The records:
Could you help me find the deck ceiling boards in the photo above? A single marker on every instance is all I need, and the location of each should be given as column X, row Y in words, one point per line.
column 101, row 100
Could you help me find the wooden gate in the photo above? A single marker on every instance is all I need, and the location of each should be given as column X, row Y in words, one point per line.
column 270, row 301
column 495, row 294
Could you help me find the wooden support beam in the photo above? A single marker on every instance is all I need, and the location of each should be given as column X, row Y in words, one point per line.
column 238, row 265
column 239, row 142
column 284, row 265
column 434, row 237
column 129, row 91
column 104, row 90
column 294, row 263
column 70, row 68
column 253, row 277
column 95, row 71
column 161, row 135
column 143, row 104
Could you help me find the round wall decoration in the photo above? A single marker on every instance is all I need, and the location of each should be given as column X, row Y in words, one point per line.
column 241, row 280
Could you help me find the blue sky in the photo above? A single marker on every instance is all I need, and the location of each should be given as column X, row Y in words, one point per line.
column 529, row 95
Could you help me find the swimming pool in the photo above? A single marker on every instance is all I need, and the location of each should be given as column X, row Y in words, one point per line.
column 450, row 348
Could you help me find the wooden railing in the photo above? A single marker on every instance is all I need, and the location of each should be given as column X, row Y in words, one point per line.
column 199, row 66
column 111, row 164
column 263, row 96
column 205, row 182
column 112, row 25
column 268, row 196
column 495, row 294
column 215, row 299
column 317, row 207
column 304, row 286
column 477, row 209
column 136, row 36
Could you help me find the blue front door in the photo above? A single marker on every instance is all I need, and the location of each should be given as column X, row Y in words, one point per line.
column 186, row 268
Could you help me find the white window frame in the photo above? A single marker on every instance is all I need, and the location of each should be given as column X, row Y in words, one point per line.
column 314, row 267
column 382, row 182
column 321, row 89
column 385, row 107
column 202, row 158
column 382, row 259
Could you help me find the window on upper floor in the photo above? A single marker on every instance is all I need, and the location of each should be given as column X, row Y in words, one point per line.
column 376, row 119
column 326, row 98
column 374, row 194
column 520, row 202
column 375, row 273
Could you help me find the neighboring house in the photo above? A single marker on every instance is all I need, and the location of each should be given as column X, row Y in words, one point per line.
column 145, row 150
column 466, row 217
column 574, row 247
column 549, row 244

Request: Update the material above by changing "A single marker" to "One marker" wherever it occurs, and leave everything else as it is.

Task result:
Could you help me find the deck ceiling boards in the photo above? One marker on every instance is all I need, and the location of each should be given as column X, row Y in words, one point per line.
column 101, row 100
Could you help me find the wooden gate in the photo above? One marker on every instance is all I need, and the location of each should be given as column X, row Y in words, one point per line.
column 270, row 301
column 495, row 294
Could you help me find the wooden support beam in the photo above? One marker on every instance is all I need, and the location of each should be given as column X, row Y in words, one point per line.
column 238, row 265
column 239, row 142
column 284, row 265
column 434, row 237
column 129, row 91
column 104, row 90
column 294, row 263
column 70, row 68
column 253, row 277
column 95, row 71
column 161, row 135
column 143, row 104
Could you help me find the round wall decoration in the photo above? One marker on every instance is all I need, and the location of each should be given as column X, row Y in words, one point per line.
column 241, row 280
Could you help me find the blue sky in the photo above? One marker on every instance is all I need, and the location of each should be given as column X, row Y in words, one point per line.
column 529, row 95
Could you help me find the swimming pool in the photo above? One marker on every instance is all I need, and the location of each should be given as column X, row Y in words, one point per line.
column 450, row 348
Could you help me find the wooden railing in the photo above? One marker on every instance is all I need, and the location of each should be given as column X, row Y in words, one point per line.
column 199, row 66
column 111, row 164
column 263, row 96
column 205, row 182
column 112, row 25
column 268, row 196
column 495, row 294
column 215, row 299
column 317, row 207
column 304, row 286
column 477, row 209
column 136, row 36
Could you help me find the blue front door in the photo above? One marker on every instance is all I need, and the location of each should be given as column X, row Y in words, one point per line.
column 186, row 268
Could you help me find the white window frame in the photo above? One marker on every instance is all I need, and the location of each should be given as column X, row Y in words, one point per line.
column 314, row 267
column 382, row 182
column 321, row 89
column 385, row 107
column 202, row 158
column 382, row 259
Could you help me find the window on upper floor in the photo above? One marker on every instance is all I need, and the location of each should be given as column X, row Y in words, one point per line.
column 376, row 119
column 326, row 98
column 374, row 194
column 520, row 202
column 375, row 273
Could you help me find the neighboring house in the photo above? One marker on every instance is all I need, and the location of each should be given as column X, row Y in words, one point per line.
column 145, row 150
column 466, row 217
column 574, row 247
column 549, row 244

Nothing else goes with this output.